Given request —
The records below must be output exactly, without pictures.

>> Start Record excerpts

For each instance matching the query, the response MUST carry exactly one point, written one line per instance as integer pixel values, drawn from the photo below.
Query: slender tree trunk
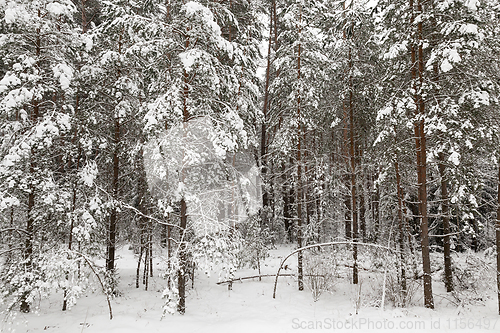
(448, 277)
(362, 212)
(299, 160)
(352, 156)
(376, 212)
(497, 234)
(28, 243)
(401, 229)
(183, 260)
(422, 161)
(181, 277)
(113, 218)
(138, 272)
(263, 137)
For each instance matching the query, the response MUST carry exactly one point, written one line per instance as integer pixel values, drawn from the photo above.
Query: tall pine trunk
(497, 234)
(448, 277)
(420, 147)
(299, 161)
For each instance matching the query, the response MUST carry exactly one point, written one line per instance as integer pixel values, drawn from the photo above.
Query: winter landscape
(249, 166)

>> End Record excerpts

Right answer —
For each instance matching the query, the response MUST carry exactly one point, written one line per instance as integer pixel values, drawn from the photo below.
Query: slender tree trunk
(448, 277)
(362, 212)
(299, 160)
(352, 156)
(376, 212)
(497, 234)
(28, 243)
(401, 229)
(183, 260)
(422, 161)
(181, 277)
(113, 218)
(138, 272)
(263, 137)
For each instance matching the query, the response MUST carry exactly one point, written one line per instance as integer pixel values, drawn from the photo above.
Query: tall pine trunk
(497, 234)
(448, 277)
(420, 147)
(299, 161)
For each instance matching the query, the response MUST carry exactly one point, written one line per instance as integer pixel values, drawn from the photo above.
Query: winter landscape
(249, 166)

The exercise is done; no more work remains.